- _Work task_:
The word "azurea" marks the lines to find; copy every such line from the data below.

##### Dataset excerpts #####

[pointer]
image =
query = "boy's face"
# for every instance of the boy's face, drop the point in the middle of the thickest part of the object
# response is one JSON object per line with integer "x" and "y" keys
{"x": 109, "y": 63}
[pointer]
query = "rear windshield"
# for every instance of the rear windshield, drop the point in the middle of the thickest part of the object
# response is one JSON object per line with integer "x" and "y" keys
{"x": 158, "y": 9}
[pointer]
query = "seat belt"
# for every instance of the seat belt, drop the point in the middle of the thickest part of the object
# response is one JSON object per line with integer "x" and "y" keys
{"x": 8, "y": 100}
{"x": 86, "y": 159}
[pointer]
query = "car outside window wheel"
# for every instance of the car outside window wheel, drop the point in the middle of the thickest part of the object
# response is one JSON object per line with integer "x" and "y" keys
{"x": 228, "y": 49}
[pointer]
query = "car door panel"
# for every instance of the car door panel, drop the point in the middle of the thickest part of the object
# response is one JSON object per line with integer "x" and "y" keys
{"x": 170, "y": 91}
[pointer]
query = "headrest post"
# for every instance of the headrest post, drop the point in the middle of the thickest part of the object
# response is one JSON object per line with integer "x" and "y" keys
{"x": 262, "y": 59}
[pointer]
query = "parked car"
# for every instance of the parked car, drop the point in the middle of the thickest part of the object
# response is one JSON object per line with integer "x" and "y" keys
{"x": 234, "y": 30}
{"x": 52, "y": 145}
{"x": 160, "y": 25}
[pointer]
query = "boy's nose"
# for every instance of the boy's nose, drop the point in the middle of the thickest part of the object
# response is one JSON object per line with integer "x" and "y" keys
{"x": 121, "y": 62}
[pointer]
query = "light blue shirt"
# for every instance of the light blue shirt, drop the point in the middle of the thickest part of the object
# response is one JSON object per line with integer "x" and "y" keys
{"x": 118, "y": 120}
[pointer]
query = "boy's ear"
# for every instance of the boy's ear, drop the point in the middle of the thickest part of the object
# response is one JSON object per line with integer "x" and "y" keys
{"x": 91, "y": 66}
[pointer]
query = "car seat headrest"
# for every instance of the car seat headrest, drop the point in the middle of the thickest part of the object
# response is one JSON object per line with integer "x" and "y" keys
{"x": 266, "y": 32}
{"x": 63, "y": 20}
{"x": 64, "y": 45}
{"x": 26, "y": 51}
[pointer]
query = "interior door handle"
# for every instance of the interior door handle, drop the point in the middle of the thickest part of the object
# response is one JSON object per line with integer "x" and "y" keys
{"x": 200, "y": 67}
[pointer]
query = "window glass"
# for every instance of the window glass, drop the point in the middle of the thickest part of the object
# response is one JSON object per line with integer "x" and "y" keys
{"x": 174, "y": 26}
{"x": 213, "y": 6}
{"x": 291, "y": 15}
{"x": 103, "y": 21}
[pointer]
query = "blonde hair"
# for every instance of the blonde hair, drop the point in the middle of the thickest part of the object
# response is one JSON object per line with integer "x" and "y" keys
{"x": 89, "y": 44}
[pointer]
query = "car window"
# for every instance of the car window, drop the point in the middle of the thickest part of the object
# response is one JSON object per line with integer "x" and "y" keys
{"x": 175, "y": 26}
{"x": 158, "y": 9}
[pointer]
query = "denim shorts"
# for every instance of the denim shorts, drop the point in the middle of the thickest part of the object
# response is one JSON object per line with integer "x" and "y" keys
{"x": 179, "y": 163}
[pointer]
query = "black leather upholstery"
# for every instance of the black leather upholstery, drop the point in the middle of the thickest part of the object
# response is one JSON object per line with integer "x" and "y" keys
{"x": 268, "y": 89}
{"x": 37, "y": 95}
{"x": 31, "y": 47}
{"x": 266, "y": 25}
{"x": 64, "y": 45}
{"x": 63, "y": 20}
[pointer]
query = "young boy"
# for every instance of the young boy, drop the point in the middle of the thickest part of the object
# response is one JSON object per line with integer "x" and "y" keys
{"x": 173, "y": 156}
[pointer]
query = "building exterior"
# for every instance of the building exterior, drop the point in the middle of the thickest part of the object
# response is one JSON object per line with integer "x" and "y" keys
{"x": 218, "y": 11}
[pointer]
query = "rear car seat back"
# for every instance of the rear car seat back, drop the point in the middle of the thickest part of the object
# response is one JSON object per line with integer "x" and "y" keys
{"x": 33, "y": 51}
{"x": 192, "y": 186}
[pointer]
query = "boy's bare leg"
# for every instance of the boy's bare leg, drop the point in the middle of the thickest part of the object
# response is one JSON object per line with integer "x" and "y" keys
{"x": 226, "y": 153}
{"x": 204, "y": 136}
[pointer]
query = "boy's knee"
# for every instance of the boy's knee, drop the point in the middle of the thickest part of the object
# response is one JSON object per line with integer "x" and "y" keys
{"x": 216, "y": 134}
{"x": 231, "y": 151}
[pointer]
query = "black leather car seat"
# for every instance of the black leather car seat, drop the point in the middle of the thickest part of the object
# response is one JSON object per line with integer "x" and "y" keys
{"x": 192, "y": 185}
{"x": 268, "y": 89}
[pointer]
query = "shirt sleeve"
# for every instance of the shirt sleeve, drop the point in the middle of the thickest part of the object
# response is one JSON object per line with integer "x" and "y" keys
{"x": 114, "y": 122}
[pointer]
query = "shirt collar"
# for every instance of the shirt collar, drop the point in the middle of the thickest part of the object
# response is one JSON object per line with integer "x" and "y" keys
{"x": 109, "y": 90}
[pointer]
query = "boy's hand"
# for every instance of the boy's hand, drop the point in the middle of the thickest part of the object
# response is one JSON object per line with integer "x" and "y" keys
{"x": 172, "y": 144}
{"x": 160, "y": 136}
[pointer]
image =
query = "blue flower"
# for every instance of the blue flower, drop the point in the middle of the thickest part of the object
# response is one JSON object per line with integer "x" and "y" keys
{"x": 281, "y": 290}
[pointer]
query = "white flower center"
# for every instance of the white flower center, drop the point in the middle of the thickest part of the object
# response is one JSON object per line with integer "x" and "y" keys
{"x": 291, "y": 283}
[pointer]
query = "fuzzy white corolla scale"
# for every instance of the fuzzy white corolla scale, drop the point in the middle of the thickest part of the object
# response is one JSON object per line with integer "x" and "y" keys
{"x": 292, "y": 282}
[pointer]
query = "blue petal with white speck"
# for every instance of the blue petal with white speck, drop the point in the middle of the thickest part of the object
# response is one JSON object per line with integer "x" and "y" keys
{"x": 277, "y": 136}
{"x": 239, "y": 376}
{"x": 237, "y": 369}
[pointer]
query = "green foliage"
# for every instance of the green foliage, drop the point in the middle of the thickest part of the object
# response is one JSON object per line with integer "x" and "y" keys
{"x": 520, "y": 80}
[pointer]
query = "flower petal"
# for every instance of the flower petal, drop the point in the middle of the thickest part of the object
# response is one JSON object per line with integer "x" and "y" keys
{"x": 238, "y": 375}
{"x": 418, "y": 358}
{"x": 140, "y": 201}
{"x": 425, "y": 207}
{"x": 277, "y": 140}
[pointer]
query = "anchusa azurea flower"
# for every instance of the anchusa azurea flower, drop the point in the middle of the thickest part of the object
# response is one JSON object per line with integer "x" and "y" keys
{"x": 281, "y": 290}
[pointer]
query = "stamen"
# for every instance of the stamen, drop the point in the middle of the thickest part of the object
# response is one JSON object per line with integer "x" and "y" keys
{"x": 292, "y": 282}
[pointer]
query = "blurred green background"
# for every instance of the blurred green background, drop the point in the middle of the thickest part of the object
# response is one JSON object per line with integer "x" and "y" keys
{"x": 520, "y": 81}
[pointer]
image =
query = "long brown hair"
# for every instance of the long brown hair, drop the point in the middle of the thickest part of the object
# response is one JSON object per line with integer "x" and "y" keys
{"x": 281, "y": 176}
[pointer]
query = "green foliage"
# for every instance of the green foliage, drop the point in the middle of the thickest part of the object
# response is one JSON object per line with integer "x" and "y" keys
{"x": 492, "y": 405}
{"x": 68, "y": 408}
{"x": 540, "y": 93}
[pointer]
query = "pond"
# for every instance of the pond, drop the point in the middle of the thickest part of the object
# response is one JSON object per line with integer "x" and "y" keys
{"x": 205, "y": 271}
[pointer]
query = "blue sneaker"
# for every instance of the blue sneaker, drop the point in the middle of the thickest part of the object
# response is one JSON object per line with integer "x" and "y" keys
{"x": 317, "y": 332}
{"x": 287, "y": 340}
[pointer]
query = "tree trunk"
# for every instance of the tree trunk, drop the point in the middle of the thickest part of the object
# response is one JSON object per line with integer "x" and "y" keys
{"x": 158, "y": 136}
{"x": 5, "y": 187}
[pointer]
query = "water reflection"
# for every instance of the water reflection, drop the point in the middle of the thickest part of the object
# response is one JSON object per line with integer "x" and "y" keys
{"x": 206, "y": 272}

#####

- _Response below_:
query = "anchusa azurea flower"
# for every instance of the anchusa azurea flower, drop the point in the middle of the thickest part of the object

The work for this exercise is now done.